▶ _INFORMATION SHOWN_
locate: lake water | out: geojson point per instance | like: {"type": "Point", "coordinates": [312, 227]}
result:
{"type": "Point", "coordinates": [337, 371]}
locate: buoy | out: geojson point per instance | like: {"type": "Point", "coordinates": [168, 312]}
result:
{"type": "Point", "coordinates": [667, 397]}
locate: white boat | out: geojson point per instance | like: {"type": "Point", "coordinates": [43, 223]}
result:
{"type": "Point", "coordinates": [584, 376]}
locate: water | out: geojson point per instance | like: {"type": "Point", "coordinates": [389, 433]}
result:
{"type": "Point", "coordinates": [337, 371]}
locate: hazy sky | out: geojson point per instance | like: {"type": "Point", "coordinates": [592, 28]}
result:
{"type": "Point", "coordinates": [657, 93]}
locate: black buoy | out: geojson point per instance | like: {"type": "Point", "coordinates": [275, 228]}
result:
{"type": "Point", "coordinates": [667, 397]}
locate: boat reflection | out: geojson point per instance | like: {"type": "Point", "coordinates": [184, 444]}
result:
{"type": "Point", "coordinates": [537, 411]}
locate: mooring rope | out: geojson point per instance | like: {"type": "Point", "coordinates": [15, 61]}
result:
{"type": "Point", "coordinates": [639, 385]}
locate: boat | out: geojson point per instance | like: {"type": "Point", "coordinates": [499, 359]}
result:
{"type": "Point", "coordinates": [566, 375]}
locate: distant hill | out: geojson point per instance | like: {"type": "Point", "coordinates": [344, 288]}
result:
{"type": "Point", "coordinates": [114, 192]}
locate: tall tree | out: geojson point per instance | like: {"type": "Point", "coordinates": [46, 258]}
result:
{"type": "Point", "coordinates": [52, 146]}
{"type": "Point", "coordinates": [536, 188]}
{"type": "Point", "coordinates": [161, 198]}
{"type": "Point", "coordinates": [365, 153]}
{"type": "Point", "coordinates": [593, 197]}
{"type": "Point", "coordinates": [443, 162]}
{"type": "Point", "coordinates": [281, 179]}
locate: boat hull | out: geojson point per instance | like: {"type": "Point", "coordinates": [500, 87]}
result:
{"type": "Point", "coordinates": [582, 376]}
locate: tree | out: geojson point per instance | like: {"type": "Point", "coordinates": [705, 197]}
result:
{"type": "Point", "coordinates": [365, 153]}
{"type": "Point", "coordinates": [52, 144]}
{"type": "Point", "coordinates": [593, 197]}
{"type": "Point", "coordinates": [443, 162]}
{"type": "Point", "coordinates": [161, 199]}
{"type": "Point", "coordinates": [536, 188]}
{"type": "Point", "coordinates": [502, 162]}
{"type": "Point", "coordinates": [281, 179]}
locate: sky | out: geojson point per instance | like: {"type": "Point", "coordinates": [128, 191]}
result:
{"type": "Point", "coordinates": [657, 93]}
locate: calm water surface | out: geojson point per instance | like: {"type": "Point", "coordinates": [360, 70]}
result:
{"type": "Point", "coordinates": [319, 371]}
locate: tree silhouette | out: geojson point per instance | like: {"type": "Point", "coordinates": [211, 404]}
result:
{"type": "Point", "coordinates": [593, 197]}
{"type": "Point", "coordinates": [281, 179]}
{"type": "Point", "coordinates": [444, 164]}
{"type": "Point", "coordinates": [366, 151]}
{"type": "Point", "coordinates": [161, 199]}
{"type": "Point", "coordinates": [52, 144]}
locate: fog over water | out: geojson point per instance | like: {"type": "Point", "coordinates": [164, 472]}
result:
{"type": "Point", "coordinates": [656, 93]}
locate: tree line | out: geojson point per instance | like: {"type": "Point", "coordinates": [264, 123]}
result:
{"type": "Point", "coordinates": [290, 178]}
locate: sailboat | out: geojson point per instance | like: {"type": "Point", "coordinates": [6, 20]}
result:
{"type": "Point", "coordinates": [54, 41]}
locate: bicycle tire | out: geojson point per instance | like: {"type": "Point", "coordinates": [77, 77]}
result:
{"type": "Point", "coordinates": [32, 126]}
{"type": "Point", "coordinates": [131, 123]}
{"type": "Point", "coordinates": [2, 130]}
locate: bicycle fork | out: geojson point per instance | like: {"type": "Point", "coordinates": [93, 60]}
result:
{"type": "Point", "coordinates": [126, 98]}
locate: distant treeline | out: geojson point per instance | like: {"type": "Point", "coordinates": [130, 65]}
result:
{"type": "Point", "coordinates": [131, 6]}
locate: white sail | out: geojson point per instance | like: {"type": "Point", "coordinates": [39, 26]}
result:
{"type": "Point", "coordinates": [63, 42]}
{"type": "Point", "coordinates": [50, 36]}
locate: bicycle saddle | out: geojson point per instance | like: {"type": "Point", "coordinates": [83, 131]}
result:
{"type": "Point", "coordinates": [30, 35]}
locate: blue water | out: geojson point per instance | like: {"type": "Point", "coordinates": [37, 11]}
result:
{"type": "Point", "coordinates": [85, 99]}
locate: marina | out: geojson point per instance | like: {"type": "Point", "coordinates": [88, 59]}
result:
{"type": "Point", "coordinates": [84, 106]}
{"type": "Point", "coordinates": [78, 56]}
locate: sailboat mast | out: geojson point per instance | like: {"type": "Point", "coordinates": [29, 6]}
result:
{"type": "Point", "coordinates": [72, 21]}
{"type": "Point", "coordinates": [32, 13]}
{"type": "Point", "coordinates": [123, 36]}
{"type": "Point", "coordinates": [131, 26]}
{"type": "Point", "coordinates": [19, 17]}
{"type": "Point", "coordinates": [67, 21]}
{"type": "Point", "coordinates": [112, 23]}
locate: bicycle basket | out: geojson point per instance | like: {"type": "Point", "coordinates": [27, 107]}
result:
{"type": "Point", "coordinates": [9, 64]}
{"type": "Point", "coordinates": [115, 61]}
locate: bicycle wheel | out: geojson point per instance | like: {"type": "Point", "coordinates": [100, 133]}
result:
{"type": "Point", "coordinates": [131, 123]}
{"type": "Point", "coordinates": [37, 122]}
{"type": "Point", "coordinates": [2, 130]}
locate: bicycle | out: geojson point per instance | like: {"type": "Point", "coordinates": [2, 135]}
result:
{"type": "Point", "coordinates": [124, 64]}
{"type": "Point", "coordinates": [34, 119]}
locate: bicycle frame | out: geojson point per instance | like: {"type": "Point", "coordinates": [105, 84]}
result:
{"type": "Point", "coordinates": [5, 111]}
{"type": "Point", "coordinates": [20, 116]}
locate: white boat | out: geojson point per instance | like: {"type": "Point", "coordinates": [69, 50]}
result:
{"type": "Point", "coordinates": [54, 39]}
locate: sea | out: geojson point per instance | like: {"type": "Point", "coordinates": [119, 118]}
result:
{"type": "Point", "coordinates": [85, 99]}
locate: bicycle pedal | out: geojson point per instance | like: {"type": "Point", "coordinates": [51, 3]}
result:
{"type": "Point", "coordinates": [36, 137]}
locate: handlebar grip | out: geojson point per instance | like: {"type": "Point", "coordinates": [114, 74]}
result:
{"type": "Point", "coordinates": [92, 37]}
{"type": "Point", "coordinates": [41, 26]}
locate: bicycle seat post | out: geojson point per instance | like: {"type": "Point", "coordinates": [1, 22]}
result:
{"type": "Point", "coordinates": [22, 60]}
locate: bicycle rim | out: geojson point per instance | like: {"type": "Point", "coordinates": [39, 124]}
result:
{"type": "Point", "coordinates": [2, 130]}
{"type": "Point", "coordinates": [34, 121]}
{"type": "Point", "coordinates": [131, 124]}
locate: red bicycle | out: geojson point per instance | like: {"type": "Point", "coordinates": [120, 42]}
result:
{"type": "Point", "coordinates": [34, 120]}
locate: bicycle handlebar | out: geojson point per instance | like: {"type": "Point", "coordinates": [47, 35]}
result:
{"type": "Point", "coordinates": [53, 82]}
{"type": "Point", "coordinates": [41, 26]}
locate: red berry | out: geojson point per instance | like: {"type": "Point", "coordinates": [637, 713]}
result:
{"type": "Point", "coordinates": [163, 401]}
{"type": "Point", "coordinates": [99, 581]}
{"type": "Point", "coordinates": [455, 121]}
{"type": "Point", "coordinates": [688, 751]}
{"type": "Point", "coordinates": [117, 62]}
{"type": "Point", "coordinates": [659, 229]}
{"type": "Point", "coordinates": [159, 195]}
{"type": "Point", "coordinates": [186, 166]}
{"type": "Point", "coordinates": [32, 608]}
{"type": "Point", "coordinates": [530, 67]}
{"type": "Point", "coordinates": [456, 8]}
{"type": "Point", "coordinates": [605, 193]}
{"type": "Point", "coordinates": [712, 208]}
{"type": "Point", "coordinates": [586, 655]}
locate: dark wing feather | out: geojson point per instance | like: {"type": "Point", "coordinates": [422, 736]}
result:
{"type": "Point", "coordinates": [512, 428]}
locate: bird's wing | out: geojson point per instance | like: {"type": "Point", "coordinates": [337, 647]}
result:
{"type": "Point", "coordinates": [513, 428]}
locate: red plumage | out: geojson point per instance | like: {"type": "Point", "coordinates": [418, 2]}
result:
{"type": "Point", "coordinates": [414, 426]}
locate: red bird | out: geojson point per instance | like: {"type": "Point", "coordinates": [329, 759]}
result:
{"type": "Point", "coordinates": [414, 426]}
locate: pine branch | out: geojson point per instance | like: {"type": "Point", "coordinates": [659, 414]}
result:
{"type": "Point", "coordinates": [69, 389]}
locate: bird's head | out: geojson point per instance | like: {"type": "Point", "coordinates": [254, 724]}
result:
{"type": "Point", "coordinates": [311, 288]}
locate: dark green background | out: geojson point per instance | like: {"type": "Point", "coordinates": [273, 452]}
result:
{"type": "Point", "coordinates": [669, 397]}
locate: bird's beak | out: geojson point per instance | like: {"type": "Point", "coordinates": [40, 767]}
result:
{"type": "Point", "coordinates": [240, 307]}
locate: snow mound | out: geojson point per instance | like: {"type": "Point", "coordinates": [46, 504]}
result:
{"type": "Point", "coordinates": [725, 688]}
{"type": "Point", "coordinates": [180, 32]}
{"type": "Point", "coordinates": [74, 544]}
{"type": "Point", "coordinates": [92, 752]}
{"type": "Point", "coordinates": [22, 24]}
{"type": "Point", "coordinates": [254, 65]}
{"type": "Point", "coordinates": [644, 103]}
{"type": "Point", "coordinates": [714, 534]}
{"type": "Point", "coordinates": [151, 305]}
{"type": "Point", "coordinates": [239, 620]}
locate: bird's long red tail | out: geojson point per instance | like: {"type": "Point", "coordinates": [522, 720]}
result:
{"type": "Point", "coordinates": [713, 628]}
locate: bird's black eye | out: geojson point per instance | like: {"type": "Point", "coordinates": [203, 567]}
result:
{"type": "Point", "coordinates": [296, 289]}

▶ _YOUR GOAL_
Make an exact copy of every line from the one with "locate: bird's wing" to the end of the data, with the first and last of those lines included.

▶ _ANSWER IN FULL_
locate: bird's wing | out: geojson point per instance | like: {"type": "Point", "coordinates": [337, 647]}
result:
{"type": "Point", "coordinates": [513, 428]}
locate: red plumage | out: geojson point per instance | like: {"type": "Point", "coordinates": [418, 2]}
result:
{"type": "Point", "coordinates": [414, 426]}
locate: red bird | out: geojson point per instance | like: {"type": "Point", "coordinates": [329, 759]}
result:
{"type": "Point", "coordinates": [414, 426]}
locate: pine branch | out: geojson point per instance | like: {"type": "Point", "coordinates": [659, 414]}
result:
{"type": "Point", "coordinates": [69, 389]}
locate: bird's head | out: geojson point per instance | like: {"type": "Point", "coordinates": [254, 724]}
result:
{"type": "Point", "coordinates": [311, 288]}
locate: dark green background | out: geojson point per instance | like: {"type": "Point", "coordinates": [273, 452]}
result:
{"type": "Point", "coordinates": [669, 397]}
locate: bird's beak | out: geojson point per instance | like: {"type": "Point", "coordinates": [40, 767]}
result:
{"type": "Point", "coordinates": [240, 307]}
locate: snow mound | out: geojson point per instance | like: {"type": "Point", "coordinates": [46, 504]}
result:
{"type": "Point", "coordinates": [725, 688]}
{"type": "Point", "coordinates": [180, 32]}
{"type": "Point", "coordinates": [74, 544]}
{"type": "Point", "coordinates": [92, 752]}
{"type": "Point", "coordinates": [22, 24]}
{"type": "Point", "coordinates": [254, 65]}
{"type": "Point", "coordinates": [644, 103]}
{"type": "Point", "coordinates": [714, 534]}
{"type": "Point", "coordinates": [151, 305]}
{"type": "Point", "coordinates": [239, 620]}
locate: bird's long red tail | out: geojson point per instance | like: {"type": "Point", "coordinates": [522, 720]}
result:
{"type": "Point", "coordinates": [713, 628]}
locate: bird's black eye | out: geojson point per instance | like: {"type": "Point", "coordinates": [203, 567]}
result:
{"type": "Point", "coordinates": [296, 289]}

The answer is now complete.